■ **Instructions for the task**
Answer these questions from the text below on the IMO's greenhouse gas strategy:
1. With express reference to which agreement is the strategy shaped?
2. In what year did the IMO set out its initial GHG strategy?
3. What reduction in CO2 intensity does that strategy target by 2030?

■ **Given passage**
****
The IMO’s greenhouse gas (GHG) strategy is shaped with express reference to the Paris Agreement, the key element of which is to cut greenhouse gas (GHG) emissions with a view to “holding the increase in the global average temperature to well below 2°C above pre-industrial levels and pursuing efforts to limit the temperature increase to 1.5°C above pre-industrial levels”. 

In pursuit of this goal, the IMO set out its ambitions in 2018 in its initial GHG strategy, targeting a 40% reduction in CO2 intensity by 2030, a 70% reduction by 2050, and a 50% reduction in all GHG by 2050, all with reference to 2008 levels. 

Perhaps inevitably, given the breadth of views across the shipping sector, opinions differ regarding the targets set out under the IMO’s initial GHG strategy: on one side there are those who argue that the targets set out in the IMO’s initial GHG strategy are insufficient to achieve a pathway to the 1.5°C target, and who call for greater reductions; on the other side there are those who argue that the IMO’s existing targets are unrealistic, especially when consideration is given to real-world challenges such as the long life of ships and the risk of stranded assets, and the need for infrastructure and sufficient quantities of new fuels in addition to the technology on ships.
****
■ **Dataset rows**

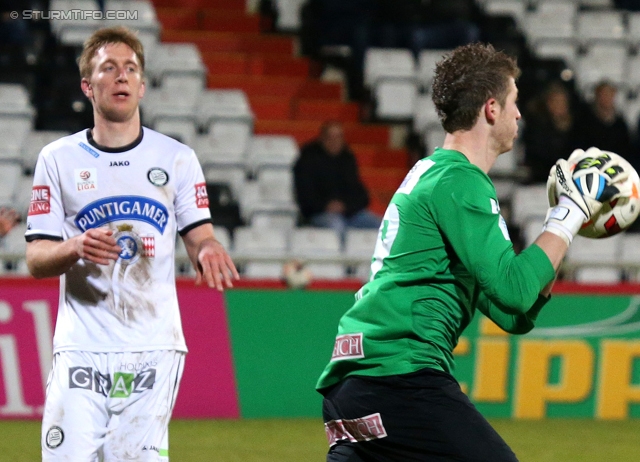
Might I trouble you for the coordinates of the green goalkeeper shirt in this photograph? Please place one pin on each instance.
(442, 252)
****
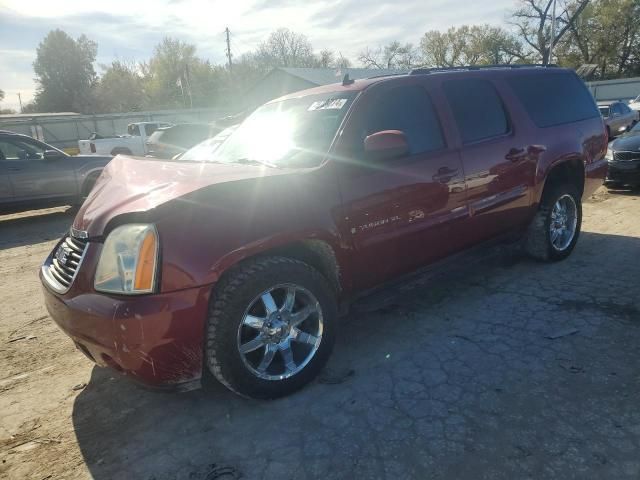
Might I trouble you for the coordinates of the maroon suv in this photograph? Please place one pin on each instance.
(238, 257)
****
■ **Problem solution**
1. The Paris Agreement.
2. 2018.
3. A 40% reduction, relative to 2008 levels.